== Passage for review ==
*-*-*
Top U.S. Food and Drug Administration (FDA) officials wrote last week that Americans should begin treating COVID-19 like the flu, as it will be around for the foreseeable future. Also, like influenza, yearly vaccines targeting the most dangerous strains of the virus would be made available.
FDA Commissioner Robert Califf, Principal Deputy Commissioner Janet Woodcock, and the agency’s top vaccine official, Dr. Peter Marks, wrote the remarks in the Journal of the American Medical Association.
“Widespread vaccine- and infection-induced immunity, combined with the availability of effective therapeutics, could blunt the effects of future outbreaks,” the officials wrote. “Nonetheless, it is time to accept that the presence of SARS-CoV-2, the virus that causes COVID-19, is the new normal.”
The virus “will likely circulate globally for the foreseeable future, taking its place alongside other common respiratory viruses such as influenza. And it likely will require similar annual consideration for vaccine composition updates in consultation with the [FDA],” they added.
The comments are a departure from the early days of the pandemic when some officials and politicians, including then-President Donald Trump, initially attempted to equate COVID to the flu. In October 2020, White House COVID-19 adviser Anthony Fauci said that Trump’s comparisons to the flu were false, telling NBC at the time, “it is not correct to say it’s the same as flu.”
About a year later, Fauci reversed course and told CBS News that Americans would “likely” have to deal with COVID-19 similarly to influenza.
“That’s entirely conceivable and likely; as a matter of fact, we are not going to be in a situation of this degree of intensity indefinitely,” he said when asked about the Omicron variant.
Nearly one million Americans have died from the COVID pandemic, but the availability of vaccines has coincided with the decline in the death rate of COVID-19, which has come closer to the seasonal influenza level.
The most recent data from the U.S. Centers for Disease Control and Prevention (CDC) shows that while cases have trended slightly upward in the U.S., they are substantially lower than in mid-January. At that time, the seven-day average of new cases was around 800,000 per day. As of May 9, the seven-day average was about 75,000 per day.
The article penned by the three FDA officials stated that by the summer of 2022, the agency will have to decide “who should be eligible for vaccination with additional boosters and regarding vaccine composition.”
“Administering additional COVID-19 vaccine doses to appropriate individuals this fall around the time of the usual influenza vaccine campaign has the potential to protect susceptible individuals against hospitalization and death, and therefore will be a topic for FDA consideration,” they added.
The article was published online on May 2 in the Journal of the American Medical Association (JAMA) Network.
*-*-*
== Extracted information ==
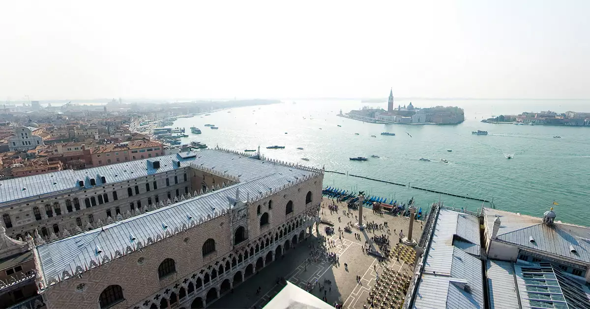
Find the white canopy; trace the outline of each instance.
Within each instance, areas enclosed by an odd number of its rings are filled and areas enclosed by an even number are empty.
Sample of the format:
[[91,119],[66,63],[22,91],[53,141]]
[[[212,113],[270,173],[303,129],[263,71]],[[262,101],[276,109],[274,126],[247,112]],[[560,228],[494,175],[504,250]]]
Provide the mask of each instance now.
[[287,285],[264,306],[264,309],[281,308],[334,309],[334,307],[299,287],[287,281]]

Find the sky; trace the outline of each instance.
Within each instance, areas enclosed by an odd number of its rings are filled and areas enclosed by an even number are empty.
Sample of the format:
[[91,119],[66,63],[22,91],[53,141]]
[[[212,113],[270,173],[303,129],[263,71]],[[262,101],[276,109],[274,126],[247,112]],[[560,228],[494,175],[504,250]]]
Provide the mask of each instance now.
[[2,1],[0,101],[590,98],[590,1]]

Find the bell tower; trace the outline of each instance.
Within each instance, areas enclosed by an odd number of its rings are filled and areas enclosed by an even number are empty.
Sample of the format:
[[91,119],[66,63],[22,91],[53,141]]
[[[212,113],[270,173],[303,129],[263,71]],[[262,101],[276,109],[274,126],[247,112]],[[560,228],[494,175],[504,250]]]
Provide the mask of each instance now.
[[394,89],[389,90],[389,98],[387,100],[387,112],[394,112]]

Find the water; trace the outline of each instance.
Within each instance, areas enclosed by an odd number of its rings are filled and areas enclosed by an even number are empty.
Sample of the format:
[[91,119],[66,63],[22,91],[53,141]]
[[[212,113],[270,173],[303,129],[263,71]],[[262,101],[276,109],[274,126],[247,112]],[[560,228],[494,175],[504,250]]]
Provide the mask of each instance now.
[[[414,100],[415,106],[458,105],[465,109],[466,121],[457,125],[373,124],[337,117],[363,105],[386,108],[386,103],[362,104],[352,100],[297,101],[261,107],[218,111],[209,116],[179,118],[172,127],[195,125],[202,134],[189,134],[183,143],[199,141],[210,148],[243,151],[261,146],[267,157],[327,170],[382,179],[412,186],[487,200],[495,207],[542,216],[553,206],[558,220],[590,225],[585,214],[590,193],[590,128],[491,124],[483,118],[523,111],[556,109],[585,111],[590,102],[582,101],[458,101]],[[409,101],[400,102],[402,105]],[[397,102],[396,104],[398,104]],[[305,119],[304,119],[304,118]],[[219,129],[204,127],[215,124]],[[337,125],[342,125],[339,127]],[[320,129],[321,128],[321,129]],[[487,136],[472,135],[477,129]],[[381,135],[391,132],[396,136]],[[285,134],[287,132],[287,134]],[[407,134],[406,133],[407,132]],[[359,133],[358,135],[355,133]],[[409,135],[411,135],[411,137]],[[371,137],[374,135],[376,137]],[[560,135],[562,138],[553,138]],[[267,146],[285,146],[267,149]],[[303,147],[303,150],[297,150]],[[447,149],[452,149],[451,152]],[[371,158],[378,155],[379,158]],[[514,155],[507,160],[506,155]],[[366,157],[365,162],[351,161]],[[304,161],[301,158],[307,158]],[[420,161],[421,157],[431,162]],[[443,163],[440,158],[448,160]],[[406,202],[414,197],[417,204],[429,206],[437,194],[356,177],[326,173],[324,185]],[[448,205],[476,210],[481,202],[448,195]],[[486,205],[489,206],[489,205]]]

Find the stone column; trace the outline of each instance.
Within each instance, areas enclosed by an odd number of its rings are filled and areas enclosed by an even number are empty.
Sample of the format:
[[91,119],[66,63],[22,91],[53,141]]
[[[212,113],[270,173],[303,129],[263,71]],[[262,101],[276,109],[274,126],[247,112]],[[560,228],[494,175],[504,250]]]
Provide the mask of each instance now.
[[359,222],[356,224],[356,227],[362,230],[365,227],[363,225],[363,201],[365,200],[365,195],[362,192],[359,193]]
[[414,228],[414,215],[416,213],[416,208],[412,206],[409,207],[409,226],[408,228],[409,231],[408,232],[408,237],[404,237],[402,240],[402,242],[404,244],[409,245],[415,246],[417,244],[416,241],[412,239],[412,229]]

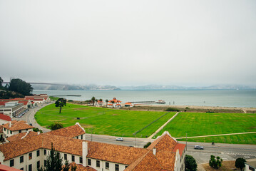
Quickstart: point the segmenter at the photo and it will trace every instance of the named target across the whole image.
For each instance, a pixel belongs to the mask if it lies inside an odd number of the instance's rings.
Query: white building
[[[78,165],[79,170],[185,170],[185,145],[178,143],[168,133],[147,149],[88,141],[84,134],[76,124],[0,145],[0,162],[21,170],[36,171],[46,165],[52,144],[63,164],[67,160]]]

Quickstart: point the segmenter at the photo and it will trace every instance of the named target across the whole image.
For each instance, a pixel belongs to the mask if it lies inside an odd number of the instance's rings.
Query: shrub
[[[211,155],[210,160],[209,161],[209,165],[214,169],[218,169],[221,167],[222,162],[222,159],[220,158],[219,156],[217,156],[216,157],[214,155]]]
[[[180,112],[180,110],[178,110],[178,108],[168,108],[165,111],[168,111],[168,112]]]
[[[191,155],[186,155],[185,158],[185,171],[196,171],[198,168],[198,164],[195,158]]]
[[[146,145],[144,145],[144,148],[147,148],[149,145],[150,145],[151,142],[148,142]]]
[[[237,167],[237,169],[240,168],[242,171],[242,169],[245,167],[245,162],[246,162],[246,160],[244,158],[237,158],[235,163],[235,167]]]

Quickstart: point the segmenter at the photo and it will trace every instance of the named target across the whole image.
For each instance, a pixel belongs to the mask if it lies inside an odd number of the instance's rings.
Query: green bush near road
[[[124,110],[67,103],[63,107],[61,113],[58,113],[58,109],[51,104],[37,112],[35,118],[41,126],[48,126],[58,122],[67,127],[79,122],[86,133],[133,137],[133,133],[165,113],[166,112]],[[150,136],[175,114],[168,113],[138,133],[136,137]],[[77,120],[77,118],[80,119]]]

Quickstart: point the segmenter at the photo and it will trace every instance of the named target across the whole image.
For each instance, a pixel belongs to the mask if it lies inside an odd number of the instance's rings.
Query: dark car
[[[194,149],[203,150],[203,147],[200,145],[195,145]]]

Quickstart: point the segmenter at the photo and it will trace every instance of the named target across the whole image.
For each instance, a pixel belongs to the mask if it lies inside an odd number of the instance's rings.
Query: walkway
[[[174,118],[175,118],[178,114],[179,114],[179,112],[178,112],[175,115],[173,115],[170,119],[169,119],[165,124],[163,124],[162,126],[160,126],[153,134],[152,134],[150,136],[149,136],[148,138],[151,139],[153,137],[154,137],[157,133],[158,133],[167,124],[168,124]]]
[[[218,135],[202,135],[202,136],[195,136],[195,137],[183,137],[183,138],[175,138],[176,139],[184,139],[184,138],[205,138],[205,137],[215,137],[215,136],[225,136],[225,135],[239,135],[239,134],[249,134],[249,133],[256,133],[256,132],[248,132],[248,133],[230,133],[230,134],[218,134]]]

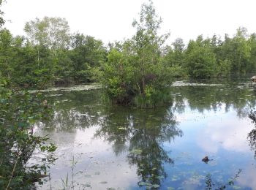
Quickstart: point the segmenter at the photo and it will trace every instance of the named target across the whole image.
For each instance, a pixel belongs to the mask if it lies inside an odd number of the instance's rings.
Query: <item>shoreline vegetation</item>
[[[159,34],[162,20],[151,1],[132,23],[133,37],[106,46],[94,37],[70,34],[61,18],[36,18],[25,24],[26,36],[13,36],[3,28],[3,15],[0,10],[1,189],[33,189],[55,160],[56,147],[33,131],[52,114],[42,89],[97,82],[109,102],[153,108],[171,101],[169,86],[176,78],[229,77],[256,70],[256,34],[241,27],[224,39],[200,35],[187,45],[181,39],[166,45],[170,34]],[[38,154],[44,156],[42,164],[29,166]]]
*-*-*
== Task instructions ==
- A) Reproduce the portion of the COVID-19 article between "Nearly one million" and "75,000 per day.", inclusive.
- B) According to the COVID-19 article, what was the seven-day average of new U.S. cases as of May 9?

== Per-task answers ==
- A)
Nearly one million Americans have died from the COVID pandemic, but the availability of vaccines has coincided with the decline in the death rate of COVID-19, which has come closer to the seasonal influenza level.
The most recent data from the U.S. Centers for Disease Control and Prevention (CDC) shows that while cases have trended slightly upward in the U.S., they are substantially lower than in mid-January. At that time, the seven-day average of new cases was around 800,000 per day. As of May 9, the seven-day average was about 75,000 per day.

- B) About 75,000 per day.